▶ [What is required]:
Move the data from its start up to and including the line with "point(1008, 347)" into your reply, adding 60 to every coordinate in the answer points and changing nothing else. Leave out the pictures.

▶ [Records]:
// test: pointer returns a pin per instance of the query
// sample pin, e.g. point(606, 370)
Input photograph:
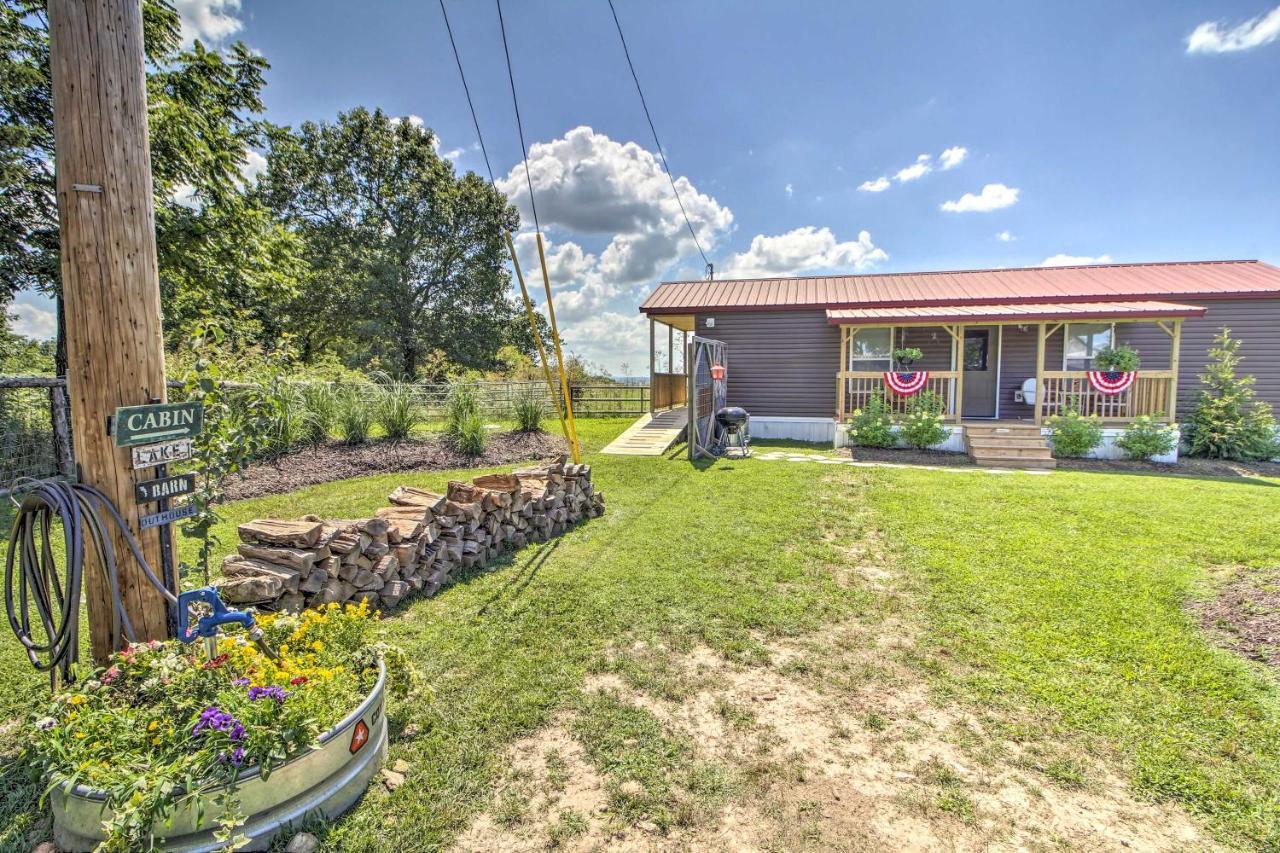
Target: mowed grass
point(1054, 601)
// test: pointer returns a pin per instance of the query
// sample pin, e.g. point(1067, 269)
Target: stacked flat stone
point(416, 546)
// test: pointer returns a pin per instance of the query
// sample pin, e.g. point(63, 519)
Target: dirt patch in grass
point(835, 744)
point(1244, 615)
point(338, 461)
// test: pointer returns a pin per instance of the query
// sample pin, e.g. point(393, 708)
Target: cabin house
point(1008, 347)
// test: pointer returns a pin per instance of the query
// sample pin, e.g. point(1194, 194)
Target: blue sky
point(1116, 131)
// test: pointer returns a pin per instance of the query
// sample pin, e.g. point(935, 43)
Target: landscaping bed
point(338, 461)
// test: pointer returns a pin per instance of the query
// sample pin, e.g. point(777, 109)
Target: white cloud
point(952, 156)
point(800, 250)
point(588, 183)
point(33, 322)
point(1074, 260)
point(917, 169)
point(210, 21)
point(993, 196)
point(1211, 39)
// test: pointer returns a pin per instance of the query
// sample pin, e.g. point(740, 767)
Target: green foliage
point(906, 356)
point(355, 416)
point(1074, 434)
point(922, 427)
point(872, 425)
point(1146, 438)
point(238, 424)
point(1121, 357)
point(529, 410)
point(320, 405)
point(1229, 422)
point(396, 409)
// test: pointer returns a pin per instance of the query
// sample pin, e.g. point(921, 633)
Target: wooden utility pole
point(110, 283)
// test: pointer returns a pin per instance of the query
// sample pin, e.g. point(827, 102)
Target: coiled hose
point(49, 597)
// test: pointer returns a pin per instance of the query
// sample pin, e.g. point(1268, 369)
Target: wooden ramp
point(650, 434)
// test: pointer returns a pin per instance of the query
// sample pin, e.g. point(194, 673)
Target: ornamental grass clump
point(163, 723)
point(872, 425)
point(922, 428)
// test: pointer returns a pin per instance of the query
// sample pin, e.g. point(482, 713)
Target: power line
point(654, 131)
point(467, 90)
point(520, 127)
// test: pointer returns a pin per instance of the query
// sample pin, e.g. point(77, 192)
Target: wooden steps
point(1008, 446)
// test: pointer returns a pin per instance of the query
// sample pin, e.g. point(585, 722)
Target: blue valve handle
point(208, 625)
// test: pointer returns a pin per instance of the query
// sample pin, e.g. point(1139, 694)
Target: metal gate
point(707, 395)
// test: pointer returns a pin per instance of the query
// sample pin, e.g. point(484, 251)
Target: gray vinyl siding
point(784, 363)
point(780, 363)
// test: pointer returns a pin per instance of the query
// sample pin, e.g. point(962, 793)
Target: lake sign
point(158, 423)
point(164, 487)
point(161, 454)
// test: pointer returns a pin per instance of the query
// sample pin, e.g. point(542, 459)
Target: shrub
point(1124, 359)
point(397, 410)
point(319, 411)
point(872, 425)
point(471, 436)
point(1074, 434)
point(922, 428)
point(460, 406)
point(355, 414)
point(529, 410)
point(1228, 422)
point(1146, 438)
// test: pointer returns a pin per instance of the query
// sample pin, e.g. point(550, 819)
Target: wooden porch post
point(1040, 373)
point(1174, 347)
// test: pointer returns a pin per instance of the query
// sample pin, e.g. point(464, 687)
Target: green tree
point(406, 259)
point(1229, 422)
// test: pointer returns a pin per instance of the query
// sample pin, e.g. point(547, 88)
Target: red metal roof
point(1189, 279)
point(1014, 313)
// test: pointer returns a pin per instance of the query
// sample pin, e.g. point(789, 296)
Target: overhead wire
point(657, 142)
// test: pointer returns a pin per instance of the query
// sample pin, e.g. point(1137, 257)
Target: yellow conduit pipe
point(538, 340)
point(560, 356)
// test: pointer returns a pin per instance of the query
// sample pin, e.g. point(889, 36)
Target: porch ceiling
point(1011, 313)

▶ [Solution to this exercise]:
// test: pointer returns a pin per instance of the query
// sample pin, e.g. point(606, 370)
Input photograph:
Target: mowed grass
point(1114, 661)
// test: pointer returns a pin per instance of the query
// sample pin, e.g. point(1067, 269)
Target: stacked flat stone
point(476, 606)
// test: pointer returns a pin per instance of the query
// sample pin, e.g. point(63, 519)
Target: dirt patch in grass
point(895, 804)
point(1304, 675)
point(398, 521)
// test: pointer returns a pin per instance of the query
// sample pin, e.g. point(393, 708)
Target: cabin house
point(1068, 407)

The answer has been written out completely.